Aim 1 →
Quote the sidewalk meeting announcement word for word, everything from "City of Asheville offers" down to "Director Lauren Bradley.".

Document section →
City of Asheville offers video coverage of City Council’s Aug. 31 neighborhood meeting on sidewalks

Staff with the city of Asheville have provided videos and downloadable PDF documents covering City Council’s Aug. 31 neighborhood meeting in East Asheville, which focused on the condition of the city’s sidewalks, the city’s sidewalk program, and the sort of sidewalks residents would like to have built.

Presentations from the event can be viewed by following these links:

a summary of the night’s events.

A video presentation by Sidewalks for Safety

A downloadable PDF of the presentation by City of Asheville Transporation Director Ken Putnam. And another PDF.

A downloadable PDF of the presentation by City of Asheville Administrative Services Director Lauren Bradley.

A downloadable PDF summarizing the questions that were posed by residents at the meeting.  Check back next week.  We expect to have the answers posted as early as next Friday, Sept. 10.

Entries shown →
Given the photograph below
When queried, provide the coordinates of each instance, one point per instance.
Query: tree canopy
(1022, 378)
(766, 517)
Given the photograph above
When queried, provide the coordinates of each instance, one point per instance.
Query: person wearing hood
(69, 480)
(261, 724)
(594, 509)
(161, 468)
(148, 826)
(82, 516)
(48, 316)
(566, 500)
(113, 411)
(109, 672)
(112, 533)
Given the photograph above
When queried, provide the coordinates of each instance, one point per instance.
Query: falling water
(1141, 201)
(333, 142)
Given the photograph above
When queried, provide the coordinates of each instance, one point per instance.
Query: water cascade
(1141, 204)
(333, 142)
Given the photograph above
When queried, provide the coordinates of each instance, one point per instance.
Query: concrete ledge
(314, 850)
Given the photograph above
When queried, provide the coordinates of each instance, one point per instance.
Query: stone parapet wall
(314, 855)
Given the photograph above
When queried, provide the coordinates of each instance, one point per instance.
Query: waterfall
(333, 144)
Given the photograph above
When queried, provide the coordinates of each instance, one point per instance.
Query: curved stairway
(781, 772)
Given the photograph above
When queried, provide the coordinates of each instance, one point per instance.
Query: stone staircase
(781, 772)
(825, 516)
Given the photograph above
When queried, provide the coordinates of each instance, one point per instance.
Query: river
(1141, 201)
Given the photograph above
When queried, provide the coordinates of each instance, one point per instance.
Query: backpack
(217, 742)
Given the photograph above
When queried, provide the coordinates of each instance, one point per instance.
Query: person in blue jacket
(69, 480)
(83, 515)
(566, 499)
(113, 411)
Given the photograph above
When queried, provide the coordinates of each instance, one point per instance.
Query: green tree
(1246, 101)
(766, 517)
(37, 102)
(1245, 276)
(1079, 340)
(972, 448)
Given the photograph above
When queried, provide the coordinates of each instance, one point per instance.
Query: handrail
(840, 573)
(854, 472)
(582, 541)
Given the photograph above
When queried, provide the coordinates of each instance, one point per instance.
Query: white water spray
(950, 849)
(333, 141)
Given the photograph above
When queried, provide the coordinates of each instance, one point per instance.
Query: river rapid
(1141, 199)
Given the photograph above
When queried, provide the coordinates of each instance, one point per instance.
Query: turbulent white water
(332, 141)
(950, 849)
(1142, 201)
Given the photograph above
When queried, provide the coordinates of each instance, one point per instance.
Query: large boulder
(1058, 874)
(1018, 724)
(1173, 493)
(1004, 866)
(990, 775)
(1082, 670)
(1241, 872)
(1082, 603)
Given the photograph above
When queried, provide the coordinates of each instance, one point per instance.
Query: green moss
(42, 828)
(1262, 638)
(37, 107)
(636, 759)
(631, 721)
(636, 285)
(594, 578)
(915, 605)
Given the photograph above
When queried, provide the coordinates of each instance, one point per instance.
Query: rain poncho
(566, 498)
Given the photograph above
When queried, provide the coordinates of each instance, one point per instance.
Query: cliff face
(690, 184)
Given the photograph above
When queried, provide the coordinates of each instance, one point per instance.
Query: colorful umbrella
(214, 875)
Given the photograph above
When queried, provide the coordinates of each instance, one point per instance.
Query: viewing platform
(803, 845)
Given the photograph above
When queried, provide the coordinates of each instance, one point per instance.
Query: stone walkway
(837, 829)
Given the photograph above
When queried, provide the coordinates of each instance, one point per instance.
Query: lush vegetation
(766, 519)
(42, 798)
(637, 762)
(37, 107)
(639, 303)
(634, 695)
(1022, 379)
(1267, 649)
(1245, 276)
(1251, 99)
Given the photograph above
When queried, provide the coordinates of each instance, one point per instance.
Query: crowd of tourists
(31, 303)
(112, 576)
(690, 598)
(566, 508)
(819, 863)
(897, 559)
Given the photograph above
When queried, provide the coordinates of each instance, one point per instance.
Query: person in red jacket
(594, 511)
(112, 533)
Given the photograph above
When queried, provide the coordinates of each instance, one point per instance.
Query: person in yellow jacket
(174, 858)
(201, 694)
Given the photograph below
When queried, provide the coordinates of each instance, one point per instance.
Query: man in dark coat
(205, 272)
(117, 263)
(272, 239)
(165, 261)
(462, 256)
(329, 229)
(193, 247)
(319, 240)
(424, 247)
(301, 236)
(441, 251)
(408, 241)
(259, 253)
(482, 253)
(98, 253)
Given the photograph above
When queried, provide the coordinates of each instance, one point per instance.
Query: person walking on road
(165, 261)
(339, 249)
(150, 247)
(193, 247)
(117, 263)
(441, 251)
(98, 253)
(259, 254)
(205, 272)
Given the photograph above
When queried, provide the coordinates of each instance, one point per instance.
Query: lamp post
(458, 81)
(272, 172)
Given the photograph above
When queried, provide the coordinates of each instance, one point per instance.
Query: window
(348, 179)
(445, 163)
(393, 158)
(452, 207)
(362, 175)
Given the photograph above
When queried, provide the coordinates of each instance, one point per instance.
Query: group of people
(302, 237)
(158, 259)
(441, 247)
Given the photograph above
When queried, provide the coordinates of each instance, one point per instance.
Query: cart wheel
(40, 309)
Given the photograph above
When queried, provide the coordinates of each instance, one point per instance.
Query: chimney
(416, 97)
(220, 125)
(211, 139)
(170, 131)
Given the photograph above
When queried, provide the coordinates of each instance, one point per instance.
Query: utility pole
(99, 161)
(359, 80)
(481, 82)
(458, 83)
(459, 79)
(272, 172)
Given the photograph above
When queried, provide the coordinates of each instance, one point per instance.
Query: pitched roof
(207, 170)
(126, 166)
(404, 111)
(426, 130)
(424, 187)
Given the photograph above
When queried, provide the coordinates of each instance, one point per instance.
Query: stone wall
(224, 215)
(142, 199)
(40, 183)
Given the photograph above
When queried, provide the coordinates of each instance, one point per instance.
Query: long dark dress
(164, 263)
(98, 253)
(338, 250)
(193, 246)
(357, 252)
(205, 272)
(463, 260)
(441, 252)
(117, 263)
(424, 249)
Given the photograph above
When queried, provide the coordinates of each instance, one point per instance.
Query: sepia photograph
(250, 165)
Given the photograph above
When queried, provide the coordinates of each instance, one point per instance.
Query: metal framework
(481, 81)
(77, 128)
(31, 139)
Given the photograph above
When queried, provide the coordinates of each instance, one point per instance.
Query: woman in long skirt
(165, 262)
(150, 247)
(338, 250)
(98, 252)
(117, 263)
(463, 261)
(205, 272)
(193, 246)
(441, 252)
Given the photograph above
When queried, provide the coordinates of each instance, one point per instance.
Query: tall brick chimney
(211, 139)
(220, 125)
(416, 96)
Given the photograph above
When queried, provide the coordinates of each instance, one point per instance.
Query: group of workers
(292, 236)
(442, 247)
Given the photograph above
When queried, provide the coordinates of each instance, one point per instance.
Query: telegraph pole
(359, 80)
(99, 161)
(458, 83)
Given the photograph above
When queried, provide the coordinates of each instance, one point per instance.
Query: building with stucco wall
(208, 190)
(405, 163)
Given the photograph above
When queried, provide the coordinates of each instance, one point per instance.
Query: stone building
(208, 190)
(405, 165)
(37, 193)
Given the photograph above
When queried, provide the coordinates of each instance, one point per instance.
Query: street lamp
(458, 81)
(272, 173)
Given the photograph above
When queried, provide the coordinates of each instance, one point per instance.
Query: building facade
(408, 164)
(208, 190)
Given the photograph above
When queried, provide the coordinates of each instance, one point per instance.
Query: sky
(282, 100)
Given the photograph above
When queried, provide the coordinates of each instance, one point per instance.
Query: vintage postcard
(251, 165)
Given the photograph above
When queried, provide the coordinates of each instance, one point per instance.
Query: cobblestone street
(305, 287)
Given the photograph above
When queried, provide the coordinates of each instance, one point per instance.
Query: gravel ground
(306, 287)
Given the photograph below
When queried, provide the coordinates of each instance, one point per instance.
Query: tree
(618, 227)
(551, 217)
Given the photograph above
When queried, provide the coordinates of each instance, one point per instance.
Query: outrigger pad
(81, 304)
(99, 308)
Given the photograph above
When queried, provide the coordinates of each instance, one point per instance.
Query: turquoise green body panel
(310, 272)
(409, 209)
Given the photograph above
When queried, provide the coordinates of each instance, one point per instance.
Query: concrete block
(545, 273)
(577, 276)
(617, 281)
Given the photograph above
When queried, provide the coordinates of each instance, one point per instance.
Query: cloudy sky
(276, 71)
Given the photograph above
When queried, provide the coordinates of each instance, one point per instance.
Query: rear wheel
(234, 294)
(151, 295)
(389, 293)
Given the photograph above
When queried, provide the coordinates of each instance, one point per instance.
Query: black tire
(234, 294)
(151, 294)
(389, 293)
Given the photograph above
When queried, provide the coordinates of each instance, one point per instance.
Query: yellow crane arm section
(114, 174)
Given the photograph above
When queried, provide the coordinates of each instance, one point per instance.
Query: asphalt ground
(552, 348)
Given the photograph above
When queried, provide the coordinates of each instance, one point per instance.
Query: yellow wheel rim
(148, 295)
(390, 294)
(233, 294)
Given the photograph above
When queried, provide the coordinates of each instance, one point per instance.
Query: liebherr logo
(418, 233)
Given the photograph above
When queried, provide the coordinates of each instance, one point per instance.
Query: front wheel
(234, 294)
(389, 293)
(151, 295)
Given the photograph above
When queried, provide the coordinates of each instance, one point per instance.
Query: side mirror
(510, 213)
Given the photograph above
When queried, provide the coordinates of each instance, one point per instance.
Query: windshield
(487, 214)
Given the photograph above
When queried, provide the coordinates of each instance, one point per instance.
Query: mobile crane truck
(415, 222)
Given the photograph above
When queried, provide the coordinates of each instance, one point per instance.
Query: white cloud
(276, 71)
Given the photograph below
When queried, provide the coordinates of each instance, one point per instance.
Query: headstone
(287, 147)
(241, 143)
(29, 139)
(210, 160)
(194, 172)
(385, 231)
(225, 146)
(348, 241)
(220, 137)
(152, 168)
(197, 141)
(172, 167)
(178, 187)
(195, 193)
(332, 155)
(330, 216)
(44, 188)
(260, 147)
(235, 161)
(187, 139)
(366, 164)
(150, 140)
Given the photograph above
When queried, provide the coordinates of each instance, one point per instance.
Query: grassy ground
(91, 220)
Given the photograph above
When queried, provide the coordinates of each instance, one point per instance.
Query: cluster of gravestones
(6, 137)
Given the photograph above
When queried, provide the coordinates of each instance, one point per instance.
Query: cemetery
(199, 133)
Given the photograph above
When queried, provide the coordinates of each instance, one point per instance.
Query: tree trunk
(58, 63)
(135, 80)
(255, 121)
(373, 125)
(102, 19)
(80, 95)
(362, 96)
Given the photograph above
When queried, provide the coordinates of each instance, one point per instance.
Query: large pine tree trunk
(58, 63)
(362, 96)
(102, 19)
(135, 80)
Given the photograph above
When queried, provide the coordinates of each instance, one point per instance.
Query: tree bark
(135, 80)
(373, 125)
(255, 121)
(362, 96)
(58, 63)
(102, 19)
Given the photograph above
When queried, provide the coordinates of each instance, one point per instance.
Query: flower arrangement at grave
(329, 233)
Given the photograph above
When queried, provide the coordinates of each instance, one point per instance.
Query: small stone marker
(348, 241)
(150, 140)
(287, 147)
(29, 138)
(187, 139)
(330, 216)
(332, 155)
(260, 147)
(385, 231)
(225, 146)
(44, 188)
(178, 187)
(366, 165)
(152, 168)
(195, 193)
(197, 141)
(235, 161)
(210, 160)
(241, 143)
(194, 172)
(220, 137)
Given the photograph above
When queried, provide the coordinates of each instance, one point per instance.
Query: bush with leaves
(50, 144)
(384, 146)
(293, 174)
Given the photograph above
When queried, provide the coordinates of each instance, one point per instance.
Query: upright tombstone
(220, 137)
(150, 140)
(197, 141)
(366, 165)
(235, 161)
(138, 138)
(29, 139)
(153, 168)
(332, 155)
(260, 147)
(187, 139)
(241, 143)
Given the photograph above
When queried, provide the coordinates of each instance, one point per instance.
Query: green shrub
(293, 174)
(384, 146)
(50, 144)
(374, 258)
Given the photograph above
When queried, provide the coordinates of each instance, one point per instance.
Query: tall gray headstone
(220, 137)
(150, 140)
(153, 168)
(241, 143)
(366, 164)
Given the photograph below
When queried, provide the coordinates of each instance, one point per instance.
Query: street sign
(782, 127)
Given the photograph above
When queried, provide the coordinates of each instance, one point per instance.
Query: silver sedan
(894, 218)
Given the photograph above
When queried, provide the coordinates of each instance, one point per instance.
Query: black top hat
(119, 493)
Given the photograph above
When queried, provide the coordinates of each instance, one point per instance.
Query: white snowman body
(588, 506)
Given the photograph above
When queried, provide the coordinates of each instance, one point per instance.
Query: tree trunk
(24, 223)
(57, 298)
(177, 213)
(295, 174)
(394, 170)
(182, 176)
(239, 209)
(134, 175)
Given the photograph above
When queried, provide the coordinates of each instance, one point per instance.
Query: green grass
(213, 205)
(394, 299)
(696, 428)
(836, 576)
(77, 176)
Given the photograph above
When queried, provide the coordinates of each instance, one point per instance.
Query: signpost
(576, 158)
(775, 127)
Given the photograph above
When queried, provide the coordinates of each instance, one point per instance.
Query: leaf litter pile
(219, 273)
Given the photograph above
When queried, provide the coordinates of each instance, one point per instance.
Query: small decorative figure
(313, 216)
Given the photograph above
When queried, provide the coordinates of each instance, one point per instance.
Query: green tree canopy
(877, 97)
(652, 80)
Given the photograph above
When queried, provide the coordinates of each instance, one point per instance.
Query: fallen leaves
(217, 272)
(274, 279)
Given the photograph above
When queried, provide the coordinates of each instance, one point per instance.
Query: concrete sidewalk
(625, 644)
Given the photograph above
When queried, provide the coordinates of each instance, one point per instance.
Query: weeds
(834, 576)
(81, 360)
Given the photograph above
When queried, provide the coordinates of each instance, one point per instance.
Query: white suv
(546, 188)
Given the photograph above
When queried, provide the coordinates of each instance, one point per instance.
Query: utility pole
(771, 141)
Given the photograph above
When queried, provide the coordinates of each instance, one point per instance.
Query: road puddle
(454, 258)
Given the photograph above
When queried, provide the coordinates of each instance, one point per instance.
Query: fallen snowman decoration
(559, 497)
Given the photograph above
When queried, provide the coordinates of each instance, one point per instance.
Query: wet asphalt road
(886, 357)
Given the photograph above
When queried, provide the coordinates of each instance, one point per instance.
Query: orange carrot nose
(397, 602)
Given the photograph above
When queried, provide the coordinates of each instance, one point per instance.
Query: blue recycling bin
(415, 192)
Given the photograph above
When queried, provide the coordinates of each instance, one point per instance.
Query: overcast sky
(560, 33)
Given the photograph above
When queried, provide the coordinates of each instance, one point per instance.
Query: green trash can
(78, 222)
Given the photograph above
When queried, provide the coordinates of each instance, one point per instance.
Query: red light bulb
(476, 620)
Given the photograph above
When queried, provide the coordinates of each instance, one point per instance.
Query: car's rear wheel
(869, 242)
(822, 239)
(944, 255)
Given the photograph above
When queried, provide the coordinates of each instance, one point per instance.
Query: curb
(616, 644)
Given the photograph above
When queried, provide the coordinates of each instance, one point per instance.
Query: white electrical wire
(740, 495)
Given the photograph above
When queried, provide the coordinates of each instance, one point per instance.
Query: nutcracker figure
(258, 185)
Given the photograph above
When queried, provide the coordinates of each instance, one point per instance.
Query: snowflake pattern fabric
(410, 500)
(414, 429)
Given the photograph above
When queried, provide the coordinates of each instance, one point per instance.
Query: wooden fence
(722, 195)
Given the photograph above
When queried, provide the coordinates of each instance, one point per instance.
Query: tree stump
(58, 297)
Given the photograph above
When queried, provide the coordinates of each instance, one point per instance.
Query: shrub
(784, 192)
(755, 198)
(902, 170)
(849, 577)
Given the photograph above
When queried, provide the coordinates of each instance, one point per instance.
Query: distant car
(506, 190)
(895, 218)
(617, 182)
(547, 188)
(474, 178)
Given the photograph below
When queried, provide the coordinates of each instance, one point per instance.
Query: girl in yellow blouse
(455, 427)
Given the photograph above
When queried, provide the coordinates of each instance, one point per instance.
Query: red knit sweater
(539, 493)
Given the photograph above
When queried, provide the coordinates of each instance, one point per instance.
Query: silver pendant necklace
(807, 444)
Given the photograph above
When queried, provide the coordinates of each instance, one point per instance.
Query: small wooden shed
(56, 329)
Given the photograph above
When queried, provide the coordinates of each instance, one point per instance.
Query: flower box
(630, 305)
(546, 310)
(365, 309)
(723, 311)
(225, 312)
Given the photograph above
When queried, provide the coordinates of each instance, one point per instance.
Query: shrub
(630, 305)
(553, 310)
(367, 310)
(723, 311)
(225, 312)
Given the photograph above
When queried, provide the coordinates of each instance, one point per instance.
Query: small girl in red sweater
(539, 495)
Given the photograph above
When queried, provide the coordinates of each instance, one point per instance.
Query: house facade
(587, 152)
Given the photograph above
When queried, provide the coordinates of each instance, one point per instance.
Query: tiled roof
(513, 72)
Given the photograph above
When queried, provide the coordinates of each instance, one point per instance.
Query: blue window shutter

Aim 2 →
How many lines of the listing above contain the string "person", matching case exactly? Give only the number.

Written solution 1 →
City of Asheville offers video coverage of City Council’s Aug. 31 neighborhood meeting on sidewalks

Staff with the city of Asheville have provided videos and downloadable PDF documents covering City Council’s Aug. 31 neighborhood meeting in East Asheville, which focused on the condition of the city’s sidewalks, the city’s sidewalk program, and the sort of sidewalks residents would like to have built.

Presentations from the event can be viewed by following these links:

a summary of the night’s events.

A video presentation by Sidewalks for Safety

A downloadable PDF of the presentation by City of Asheville Transporation Director Ken Putnam. And another PDF.

A downloadable PDF of the presentation by City of Asheville Administrative Services Director Lauren Bradley.

Written solution 2 →
5